##### INPUT MATERIAL

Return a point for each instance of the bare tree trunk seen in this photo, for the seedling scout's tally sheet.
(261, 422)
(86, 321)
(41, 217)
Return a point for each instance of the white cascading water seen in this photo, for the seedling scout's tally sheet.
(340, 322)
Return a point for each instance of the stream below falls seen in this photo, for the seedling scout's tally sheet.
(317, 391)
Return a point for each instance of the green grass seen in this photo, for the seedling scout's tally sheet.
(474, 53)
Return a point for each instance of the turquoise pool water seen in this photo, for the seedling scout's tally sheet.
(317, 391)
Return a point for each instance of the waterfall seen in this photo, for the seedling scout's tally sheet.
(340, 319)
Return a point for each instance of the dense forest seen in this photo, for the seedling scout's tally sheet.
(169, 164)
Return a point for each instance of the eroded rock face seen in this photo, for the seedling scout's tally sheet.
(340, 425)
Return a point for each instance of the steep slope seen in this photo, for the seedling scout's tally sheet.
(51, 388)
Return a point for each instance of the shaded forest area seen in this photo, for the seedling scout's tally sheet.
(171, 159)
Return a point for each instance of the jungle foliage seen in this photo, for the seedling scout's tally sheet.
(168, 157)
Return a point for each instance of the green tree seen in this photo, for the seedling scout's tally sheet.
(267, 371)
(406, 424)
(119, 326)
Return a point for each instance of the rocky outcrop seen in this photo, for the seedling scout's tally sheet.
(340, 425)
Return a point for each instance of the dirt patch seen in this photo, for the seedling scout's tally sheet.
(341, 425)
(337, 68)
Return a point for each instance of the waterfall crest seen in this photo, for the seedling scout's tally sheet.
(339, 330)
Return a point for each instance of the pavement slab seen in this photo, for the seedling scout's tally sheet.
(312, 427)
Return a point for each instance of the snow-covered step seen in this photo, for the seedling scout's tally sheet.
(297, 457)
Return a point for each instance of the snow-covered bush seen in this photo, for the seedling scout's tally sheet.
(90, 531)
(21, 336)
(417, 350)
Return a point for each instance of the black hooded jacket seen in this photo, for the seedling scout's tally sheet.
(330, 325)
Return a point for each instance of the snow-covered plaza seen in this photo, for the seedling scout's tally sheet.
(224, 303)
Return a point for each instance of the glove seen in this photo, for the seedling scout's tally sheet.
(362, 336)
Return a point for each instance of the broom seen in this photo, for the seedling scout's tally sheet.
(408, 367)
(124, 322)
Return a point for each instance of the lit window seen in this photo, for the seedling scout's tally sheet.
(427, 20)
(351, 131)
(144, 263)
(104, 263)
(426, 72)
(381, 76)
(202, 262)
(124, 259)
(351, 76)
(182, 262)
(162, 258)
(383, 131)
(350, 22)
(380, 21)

##########

### HOW TO COMPLETE THIS TASK
Everything in the listing above should be repeated exactly.

### YOUR RESPONSE
Return a point for each instance of the bare tree trunk seen in this photo, for the seedling scout's tally sheet.
(261, 422)
(86, 321)
(41, 217)
Return a point for each instance of the white cascading water seen in this photo, for the seedling scout's tally sheet.
(340, 322)
Return a point for each instance of the stream below falls seen in this photo, for the seedling scout's tally sheet.
(317, 391)
Return a point for each instance of the green grass seen in this photo, for the seedling scout's tally sheet.
(474, 53)
Return a point for each instance of the turquoise pool water seen in this photo, for the seedling scout's tally sheet.
(317, 391)
Return a point for each instance of the waterfall seen in this photo, for the seedling scout's tally sheet.
(340, 319)
Return a point for each instance of the dense forest seen in this photo, for the seedling scout's tally sheet.
(169, 164)
Return a point for each instance of the eroded rock face seen in this photo, for the seedling scout's tally sheet.
(340, 425)
Return a point for each instance of the steep slope seen in this photo, for the seedling scout's tally sheet.
(51, 388)
Return a point for each instance of the shaded forest area seen in this photo, for the seedling scout's tally sheet.
(171, 159)
Return a point for each instance of the jungle foliage seen in this photo, for the seedling scout's tally sheet.
(168, 157)
Return a point for each instance of the green tree seen in this photo, for the seedling scout's tally sheet.
(267, 371)
(406, 424)
(119, 326)
Return a point for each instance of the rocky outcrop seen in this photo, for the seedling scout's tally sheet.
(340, 425)
Return a point for each instance of the dirt patch seen in this photo, for the seedling scout's tally sheet.
(341, 425)
(337, 68)
Return a point for each instance of the waterfall crest seen in this photo, for the seedling scout's tally sheet.
(339, 330)
Return a point for each instance of the pavement slab seen in this photo, for the seedling scout's tally sheet.
(312, 427)
Return a point for each instance of the snow-covered step seen in this photo, for the seedling scout's tally sheet.
(297, 457)
Return a point for each instance of the snow-covered bush seen in this photo, for the seedling scout's tally sheet.
(90, 531)
(21, 336)
(417, 350)
Return a point for each instance of the black hooded jacket seen in this photo, for the seedling scout's tally sheet.
(330, 325)
Return a point for each instance of the snow-covered plaza seen in this photo, for the seedling scout's tally sheet.
(224, 303)
Return a point for each instance of the glove seen in this photo, for the seedling scout's tally sheet.
(362, 336)
Return a point for each instance of the broom seen in this photo, for the seedling scout's tally sheet.
(408, 367)
(124, 322)
Return a point for each instance of the lit window seen in this photo, for the seedling scout's tally sheet.
(427, 20)
(351, 131)
(144, 263)
(104, 263)
(426, 72)
(381, 76)
(202, 262)
(124, 259)
(351, 76)
(182, 262)
(162, 258)
(383, 131)
(350, 22)
(380, 21)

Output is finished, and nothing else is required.